▶ Problem requirements
Pictures should be omitted from your copy. Everything else in the entries below must be restated word for word.

▶ Exercise data
- - - - - - -
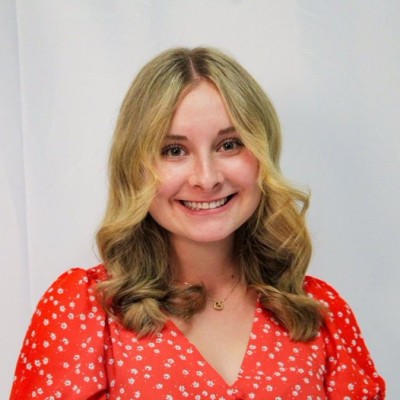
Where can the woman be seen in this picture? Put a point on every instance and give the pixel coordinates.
(203, 292)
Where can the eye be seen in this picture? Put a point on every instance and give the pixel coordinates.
(173, 150)
(229, 145)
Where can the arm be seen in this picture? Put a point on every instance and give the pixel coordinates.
(350, 370)
(63, 351)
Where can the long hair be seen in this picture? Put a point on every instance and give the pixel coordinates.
(273, 247)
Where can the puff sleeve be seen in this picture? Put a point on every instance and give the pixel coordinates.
(63, 351)
(350, 371)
- - - - - - -
▶ Exercise solution
Where can the woman be seen in this picture? Put a point on every instance and give the pixel coordinates.
(203, 292)
Where can the eye be seen in this picture? Put a point on every instance and give the pixel coordinates.
(173, 150)
(229, 145)
Where can the arm be seen in this picture? Put a point on every instance and give the pixel coordinates.
(350, 370)
(63, 351)
Where can the long hair be seen in this picture? Put a point on every instance and give the pixel coordinates.
(273, 247)
Where can the puff sleeve be seen in this picture? Put a point on every instance and give the pixel coordinates.
(63, 351)
(350, 371)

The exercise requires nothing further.